Exercise instructions → Provide the records once more, identical to the original.

Data items:
◇ ◇ ◇

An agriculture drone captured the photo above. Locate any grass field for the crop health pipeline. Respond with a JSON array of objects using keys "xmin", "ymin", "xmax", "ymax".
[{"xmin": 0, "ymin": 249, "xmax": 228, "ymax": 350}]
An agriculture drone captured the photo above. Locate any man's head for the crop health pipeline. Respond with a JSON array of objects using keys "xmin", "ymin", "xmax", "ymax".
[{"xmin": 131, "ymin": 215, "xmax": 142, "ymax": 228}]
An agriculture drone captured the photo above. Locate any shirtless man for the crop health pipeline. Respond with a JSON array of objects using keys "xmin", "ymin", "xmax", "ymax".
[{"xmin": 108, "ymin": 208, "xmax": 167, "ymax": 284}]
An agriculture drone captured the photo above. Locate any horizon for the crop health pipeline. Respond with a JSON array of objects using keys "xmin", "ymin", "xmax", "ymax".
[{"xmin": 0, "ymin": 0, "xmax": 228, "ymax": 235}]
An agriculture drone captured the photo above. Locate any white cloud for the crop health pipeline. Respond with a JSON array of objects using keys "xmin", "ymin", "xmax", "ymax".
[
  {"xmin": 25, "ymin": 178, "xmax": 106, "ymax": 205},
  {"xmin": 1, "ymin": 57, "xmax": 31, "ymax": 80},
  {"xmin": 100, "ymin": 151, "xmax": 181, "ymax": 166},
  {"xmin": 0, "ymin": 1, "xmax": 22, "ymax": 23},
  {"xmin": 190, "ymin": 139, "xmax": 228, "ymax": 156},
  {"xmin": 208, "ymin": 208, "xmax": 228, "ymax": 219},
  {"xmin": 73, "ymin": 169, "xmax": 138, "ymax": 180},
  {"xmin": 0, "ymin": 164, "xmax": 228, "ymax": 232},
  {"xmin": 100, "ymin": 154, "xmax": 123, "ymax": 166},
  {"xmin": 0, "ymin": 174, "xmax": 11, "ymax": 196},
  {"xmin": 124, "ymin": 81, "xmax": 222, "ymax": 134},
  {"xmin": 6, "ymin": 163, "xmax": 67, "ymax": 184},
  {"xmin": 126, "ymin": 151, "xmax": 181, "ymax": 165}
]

◇ ◇ ◇

Result →
An agriculture drone captured the photo above. Locate any grass field for the crop health pipeline. Respond with a JSON array of objects using keys "xmin", "ymin", "xmax", "ymax".
[{"xmin": 0, "ymin": 249, "xmax": 228, "ymax": 350}]
An agriculture drone captured the photo above. Locate any man's head for the crop health pipeline. Respond with a JSON array of objects using keys "xmin", "ymin", "xmax", "ymax".
[{"xmin": 131, "ymin": 215, "xmax": 142, "ymax": 228}]
An agriculture drone captured the photo above. Locate any shirtless man for the crop health pipeline. Respond with a JSON array of objects using keys "xmin", "ymin", "xmax", "ymax".
[{"xmin": 108, "ymin": 208, "xmax": 167, "ymax": 284}]
An agriculture drone captured the photo above. Locate any horizon for the crop health pipeline. Respond with a JSON array of objects using keys "xmin", "ymin", "xmax", "ymax".
[{"xmin": 0, "ymin": 0, "xmax": 228, "ymax": 235}]
An agriculture drone captured the photo above. Locate any white cloud for the crop health pipeline. Respond with a JSON array of objects using keys "xmin", "ymin", "xmax", "ymax".
[
  {"xmin": 25, "ymin": 178, "xmax": 106, "ymax": 205},
  {"xmin": 1, "ymin": 57, "xmax": 31, "ymax": 80},
  {"xmin": 100, "ymin": 151, "xmax": 181, "ymax": 166},
  {"xmin": 0, "ymin": 1, "xmax": 22, "ymax": 23},
  {"xmin": 190, "ymin": 139, "xmax": 228, "ymax": 156},
  {"xmin": 208, "ymin": 208, "xmax": 228, "ymax": 219},
  {"xmin": 73, "ymin": 169, "xmax": 138, "ymax": 180},
  {"xmin": 0, "ymin": 164, "xmax": 228, "ymax": 232},
  {"xmin": 100, "ymin": 154, "xmax": 123, "ymax": 166},
  {"xmin": 0, "ymin": 174, "xmax": 11, "ymax": 196},
  {"xmin": 124, "ymin": 81, "xmax": 222, "ymax": 134},
  {"xmin": 6, "ymin": 163, "xmax": 67, "ymax": 184},
  {"xmin": 126, "ymin": 151, "xmax": 181, "ymax": 165}
]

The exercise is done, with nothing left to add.